• WHAT TO PRODUCE: Quote in full each line of the items below that contains the word "water". Matching is case-sensitive.

• PROVIDED RECORDS:
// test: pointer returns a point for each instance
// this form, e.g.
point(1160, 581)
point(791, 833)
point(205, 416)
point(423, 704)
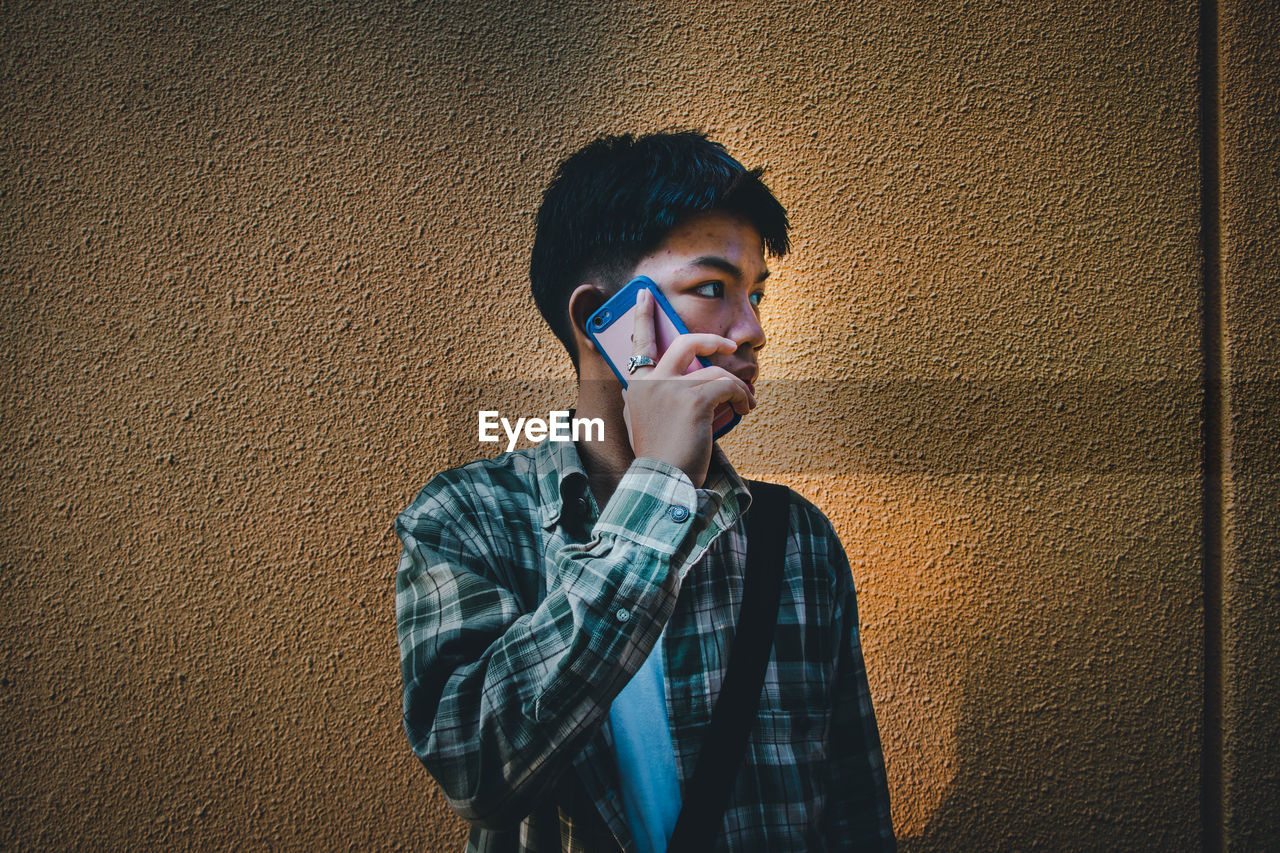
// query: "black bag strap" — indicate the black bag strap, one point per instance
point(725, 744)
...
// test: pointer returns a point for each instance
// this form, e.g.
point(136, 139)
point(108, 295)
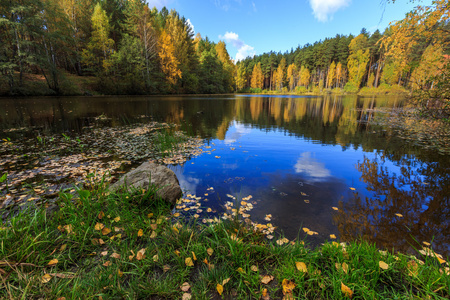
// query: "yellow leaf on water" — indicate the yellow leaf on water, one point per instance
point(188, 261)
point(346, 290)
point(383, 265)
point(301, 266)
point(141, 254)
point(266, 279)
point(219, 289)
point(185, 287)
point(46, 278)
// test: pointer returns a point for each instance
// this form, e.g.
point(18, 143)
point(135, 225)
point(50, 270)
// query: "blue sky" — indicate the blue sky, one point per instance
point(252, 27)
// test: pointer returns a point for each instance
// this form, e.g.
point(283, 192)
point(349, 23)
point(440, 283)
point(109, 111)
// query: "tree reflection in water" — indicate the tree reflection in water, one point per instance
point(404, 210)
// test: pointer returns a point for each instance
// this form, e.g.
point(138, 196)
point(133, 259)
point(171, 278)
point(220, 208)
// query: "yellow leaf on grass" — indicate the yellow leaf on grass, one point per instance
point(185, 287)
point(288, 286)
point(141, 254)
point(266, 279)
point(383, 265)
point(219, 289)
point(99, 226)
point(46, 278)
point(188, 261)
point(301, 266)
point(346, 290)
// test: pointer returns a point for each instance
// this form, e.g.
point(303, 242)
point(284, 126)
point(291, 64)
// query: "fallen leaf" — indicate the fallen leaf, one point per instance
--
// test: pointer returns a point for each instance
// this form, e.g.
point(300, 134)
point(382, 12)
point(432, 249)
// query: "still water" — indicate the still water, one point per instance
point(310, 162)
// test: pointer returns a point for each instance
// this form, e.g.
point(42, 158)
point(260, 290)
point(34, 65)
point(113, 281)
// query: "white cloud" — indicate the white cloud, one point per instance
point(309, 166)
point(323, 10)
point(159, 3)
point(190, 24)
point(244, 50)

• THE ANSWER:
// query: "yellow leaf on water" — indicate the yellow leaf on water, one point per instance
// query: "tree reflection in water" — indicate the tree reflection in water, one point per instance
// query: "still water" — indicate the still water, one point per instance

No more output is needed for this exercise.